Assigned task: Look through the entries for the line containing "Put a point on the tow". Then output that line and every line after it, exactly, to the end.
Information given: Begin
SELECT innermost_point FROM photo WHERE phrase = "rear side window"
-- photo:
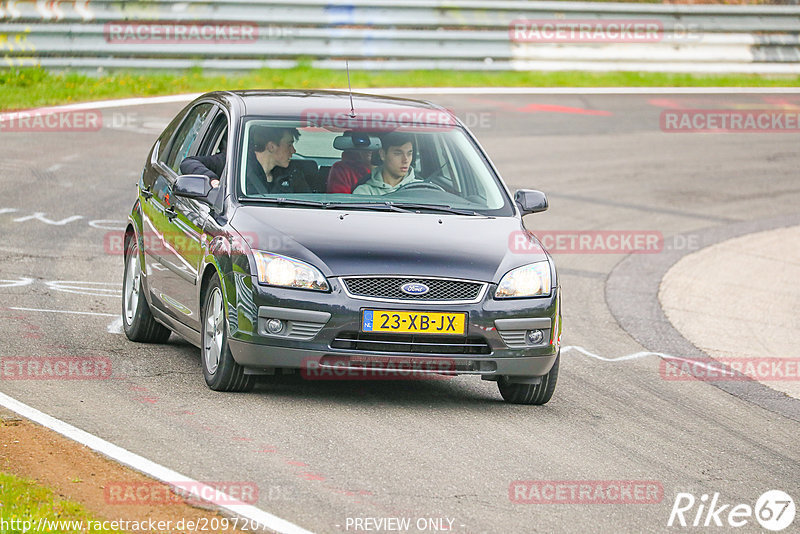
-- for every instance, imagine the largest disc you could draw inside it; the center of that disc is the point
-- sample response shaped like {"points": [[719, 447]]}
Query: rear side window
{"points": [[186, 135]]}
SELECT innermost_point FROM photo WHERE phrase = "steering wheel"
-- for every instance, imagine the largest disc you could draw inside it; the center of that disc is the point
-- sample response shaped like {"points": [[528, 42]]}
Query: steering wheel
{"points": [[423, 185]]}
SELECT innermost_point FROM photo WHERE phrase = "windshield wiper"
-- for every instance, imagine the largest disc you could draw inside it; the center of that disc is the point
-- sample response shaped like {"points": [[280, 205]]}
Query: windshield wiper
{"points": [[288, 201], [439, 207], [380, 206]]}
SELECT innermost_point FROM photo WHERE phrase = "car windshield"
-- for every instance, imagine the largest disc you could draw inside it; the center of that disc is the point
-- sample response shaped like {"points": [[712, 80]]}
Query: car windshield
{"points": [[390, 166]]}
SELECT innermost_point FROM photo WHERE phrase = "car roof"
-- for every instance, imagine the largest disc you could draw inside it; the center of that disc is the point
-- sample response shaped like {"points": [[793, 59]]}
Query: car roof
{"points": [[293, 103]]}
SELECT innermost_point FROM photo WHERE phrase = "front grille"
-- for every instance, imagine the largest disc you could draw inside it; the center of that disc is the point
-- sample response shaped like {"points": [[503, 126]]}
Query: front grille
{"points": [[410, 343], [442, 290]]}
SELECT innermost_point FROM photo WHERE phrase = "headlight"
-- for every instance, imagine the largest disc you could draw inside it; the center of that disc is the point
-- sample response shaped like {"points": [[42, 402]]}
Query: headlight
{"points": [[277, 270], [527, 281]]}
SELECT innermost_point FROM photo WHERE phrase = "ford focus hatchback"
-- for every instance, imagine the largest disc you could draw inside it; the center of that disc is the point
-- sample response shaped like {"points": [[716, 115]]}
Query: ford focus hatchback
{"points": [[295, 231]]}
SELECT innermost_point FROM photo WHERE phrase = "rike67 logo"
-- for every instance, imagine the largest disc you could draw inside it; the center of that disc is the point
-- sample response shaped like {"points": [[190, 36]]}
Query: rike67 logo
{"points": [[774, 510]]}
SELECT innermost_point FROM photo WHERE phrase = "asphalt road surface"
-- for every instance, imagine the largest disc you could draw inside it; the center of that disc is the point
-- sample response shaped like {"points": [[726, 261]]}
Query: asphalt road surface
{"points": [[325, 454]]}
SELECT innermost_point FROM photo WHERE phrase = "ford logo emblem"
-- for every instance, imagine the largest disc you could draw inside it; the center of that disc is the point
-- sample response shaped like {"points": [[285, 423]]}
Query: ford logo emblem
{"points": [[414, 288]]}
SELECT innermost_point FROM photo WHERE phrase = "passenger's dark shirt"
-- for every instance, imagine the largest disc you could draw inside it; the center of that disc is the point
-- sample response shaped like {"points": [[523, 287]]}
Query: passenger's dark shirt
{"points": [[284, 180]]}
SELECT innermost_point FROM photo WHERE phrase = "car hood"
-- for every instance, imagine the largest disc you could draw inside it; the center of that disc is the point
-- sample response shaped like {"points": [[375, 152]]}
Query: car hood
{"points": [[342, 243]]}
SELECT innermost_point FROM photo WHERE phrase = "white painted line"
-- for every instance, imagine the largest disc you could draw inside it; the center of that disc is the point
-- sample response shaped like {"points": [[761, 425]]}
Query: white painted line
{"points": [[152, 469], [65, 311], [577, 90], [104, 104], [16, 283], [95, 289], [115, 326], [636, 356], [128, 102]]}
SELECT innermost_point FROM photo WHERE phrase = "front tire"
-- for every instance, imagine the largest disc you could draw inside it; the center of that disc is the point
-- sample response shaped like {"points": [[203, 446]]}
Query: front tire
{"points": [[220, 370], [137, 319], [536, 394]]}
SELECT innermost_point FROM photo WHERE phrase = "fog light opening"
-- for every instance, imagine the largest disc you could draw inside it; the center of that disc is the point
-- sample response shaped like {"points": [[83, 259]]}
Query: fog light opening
{"points": [[275, 326], [535, 337]]}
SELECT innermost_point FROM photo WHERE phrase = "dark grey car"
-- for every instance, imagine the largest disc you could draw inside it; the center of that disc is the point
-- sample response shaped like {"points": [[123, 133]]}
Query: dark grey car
{"points": [[432, 276]]}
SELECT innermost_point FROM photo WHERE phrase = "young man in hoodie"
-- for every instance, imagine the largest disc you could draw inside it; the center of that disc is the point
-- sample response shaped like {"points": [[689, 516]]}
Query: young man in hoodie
{"points": [[396, 153]]}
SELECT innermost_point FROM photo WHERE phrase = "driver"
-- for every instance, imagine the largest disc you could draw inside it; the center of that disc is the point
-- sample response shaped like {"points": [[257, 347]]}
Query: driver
{"points": [[396, 153]]}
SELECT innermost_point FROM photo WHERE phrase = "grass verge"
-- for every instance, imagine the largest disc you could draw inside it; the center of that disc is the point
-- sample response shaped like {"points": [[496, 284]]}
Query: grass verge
{"points": [[33, 87], [24, 504]]}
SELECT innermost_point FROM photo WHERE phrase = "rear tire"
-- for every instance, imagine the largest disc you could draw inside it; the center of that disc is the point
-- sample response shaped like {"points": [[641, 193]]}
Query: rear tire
{"points": [[536, 394], [220, 370], [137, 319]]}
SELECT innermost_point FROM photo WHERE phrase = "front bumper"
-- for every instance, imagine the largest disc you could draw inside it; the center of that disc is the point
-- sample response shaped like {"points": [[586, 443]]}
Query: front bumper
{"points": [[316, 324]]}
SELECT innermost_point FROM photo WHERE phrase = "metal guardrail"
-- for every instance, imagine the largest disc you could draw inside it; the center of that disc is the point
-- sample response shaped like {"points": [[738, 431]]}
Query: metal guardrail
{"points": [[399, 34]]}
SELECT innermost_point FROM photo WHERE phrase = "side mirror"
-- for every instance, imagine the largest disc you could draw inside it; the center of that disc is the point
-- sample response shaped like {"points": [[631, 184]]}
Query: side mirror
{"points": [[530, 201], [195, 186]]}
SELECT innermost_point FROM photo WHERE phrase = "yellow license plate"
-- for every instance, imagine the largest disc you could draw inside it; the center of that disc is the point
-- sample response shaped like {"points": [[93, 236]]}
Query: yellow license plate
{"points": [[404, 322]]}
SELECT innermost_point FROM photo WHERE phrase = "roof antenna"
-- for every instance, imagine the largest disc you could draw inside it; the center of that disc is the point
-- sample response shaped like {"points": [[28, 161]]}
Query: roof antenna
{"points": [[350, 90]]}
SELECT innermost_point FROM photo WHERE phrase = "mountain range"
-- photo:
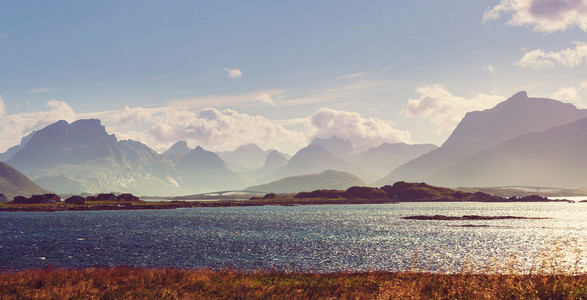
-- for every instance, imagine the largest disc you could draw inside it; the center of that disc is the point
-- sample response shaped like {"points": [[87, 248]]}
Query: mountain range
{"points": [[329, 179], [521, 141], [14, 183], [482, 149]]}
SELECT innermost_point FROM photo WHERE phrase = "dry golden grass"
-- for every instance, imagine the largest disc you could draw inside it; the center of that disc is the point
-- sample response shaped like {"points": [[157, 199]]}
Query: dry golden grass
{"points": [[140, 283]]}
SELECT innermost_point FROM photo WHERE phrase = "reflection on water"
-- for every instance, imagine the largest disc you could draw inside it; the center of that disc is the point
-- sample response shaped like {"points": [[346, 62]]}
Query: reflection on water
{"points": [[304, 238]]}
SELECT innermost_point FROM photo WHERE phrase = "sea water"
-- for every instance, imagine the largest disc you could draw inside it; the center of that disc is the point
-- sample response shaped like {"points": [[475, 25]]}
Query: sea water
{"points": [[313, 238]]}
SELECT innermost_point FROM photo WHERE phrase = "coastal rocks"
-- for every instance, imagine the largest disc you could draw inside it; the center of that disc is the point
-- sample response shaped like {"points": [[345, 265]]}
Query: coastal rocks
{"points": [[76, 200]]}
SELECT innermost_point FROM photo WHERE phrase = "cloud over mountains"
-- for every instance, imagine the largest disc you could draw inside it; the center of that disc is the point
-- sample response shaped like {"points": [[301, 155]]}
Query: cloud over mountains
{"points": [[214, 129], [542, 15], [443, 109]]}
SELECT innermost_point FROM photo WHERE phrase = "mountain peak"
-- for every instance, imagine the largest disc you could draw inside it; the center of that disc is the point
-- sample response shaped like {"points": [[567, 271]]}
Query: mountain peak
{"points": [[248, 147]]}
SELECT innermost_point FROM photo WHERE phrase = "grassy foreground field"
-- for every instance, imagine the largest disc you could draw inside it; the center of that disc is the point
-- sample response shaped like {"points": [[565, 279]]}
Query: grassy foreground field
{"points": [[139, 283]]}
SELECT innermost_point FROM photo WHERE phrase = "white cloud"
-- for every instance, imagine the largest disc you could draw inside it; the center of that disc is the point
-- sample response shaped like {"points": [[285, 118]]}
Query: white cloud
{"points": [[542, 15], [357, 129], [233, 73], [489, 68], [15, 126], [444, 109], [133, 115], [221, 130], [570, 58], [40, 90], [254, 98], [571, 94]]}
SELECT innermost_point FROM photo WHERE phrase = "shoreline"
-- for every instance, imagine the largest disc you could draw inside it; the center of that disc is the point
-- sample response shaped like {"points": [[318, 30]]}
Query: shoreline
{"points": [[145, 283], [146, 205]]}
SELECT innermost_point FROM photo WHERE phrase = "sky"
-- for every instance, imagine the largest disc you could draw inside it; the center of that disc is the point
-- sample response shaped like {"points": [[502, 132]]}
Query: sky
{"points": [[219, 74]]}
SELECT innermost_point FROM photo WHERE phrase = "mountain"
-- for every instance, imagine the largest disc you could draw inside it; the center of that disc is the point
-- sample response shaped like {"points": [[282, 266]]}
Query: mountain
{"points": [[14, 183], [178, 149], [245, 157], [14, 149], [63, 184], [273, 162], [326, 180], [83, 150], [204, 170], [556, 157], [335, 145], [315, 159], [386, 157], [480, 130]]}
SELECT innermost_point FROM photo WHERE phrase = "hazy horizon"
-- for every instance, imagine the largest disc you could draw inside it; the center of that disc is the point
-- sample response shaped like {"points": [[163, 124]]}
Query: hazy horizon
{"points": [[279, 74]]}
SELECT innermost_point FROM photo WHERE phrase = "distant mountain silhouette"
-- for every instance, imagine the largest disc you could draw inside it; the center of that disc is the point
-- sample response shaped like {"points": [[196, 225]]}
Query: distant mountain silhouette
{"points": [[178, 149], [385, 157], [315, 159], [204, 171], [245, 157], [335, 145], [14, 149], [273, 162], [85, 151], [556, 157], [63, 184], [480, 130], [326, 180], [14, 183]]}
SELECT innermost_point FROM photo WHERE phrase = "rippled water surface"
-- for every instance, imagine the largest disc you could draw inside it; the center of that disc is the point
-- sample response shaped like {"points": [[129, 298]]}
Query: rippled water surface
{"points": [[303, 238]]}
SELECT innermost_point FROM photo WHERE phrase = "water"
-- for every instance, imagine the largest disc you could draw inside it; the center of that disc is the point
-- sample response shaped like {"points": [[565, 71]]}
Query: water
{"points": [[304, 238]]}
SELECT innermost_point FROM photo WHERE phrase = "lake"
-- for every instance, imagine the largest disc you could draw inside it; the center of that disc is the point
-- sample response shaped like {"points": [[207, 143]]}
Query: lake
{"points": [[313, 238]]}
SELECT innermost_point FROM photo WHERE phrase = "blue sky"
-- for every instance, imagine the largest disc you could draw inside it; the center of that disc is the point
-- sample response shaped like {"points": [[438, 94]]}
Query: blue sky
{"points": [[222, 73]]}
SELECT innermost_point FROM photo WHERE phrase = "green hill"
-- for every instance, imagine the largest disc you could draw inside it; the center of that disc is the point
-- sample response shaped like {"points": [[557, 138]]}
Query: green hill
{"points": [[326, 180], [14, 183]]}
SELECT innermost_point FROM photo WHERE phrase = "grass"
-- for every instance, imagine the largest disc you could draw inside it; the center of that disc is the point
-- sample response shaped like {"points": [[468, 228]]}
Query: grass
{"points": [[140, 283]]}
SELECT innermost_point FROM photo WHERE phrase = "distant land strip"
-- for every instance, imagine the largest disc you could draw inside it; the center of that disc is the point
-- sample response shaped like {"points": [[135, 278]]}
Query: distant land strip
{"points": [[399, 192], [469, 218]]}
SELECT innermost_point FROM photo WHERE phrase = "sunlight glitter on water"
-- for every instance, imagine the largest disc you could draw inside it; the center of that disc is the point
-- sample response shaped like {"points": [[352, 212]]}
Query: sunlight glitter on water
{"points": [[305, 238]]}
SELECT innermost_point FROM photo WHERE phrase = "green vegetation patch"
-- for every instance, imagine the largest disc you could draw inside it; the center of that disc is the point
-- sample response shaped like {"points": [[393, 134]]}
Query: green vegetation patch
{"points": [[141, 283]]}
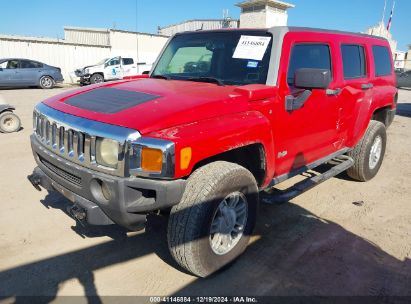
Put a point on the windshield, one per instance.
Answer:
(231, 57)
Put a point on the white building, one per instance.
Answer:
(83, 46)
(198, 24)
(263, 13)
(254, 14)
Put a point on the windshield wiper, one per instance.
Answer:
(161, 77)
(207, 79)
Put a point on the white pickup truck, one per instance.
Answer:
(111, 69)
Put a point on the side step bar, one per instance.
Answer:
(274, 196)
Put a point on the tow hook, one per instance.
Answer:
(77, 213)
(35, 180)
(38, 178)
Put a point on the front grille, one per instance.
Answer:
(74, 138)
(62, 173)
(67, 142)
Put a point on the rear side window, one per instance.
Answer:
(315, 56)
(382, 61)
(353, 61)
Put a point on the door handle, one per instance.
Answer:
(334, 92)
(367, 86)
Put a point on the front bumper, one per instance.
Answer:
(130, 198)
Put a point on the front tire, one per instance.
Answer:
(368, 154)
(212, 224)
(9, 122)
(46, 82)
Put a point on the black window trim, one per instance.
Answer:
Information given: End
Exercise answer:
Put a point on the tow hook, one per instance.
Answer:
(77, 213)
(35, 180)
(38, 178)
Put a point on the front grille, one per instance.
Answer:
(74, 138)
(62, 173)
(67, 142)
Put a point on the rear side window, one per instance.
Answer:
(315, 56)
(382, 61)
(353, 61)
Put a point on the door handle, one per instance.
Answer:
(334, 92)
(367, 86)
Put a point on the front bumper, one per instance.
Answer:
(130, 198)
Put a point on the front tire, one per instance.
Answer:
(368, 154)
(212, 224)
(9, 122)
(46, 82)
Put a point on the black window trim, one per instance.
Answer:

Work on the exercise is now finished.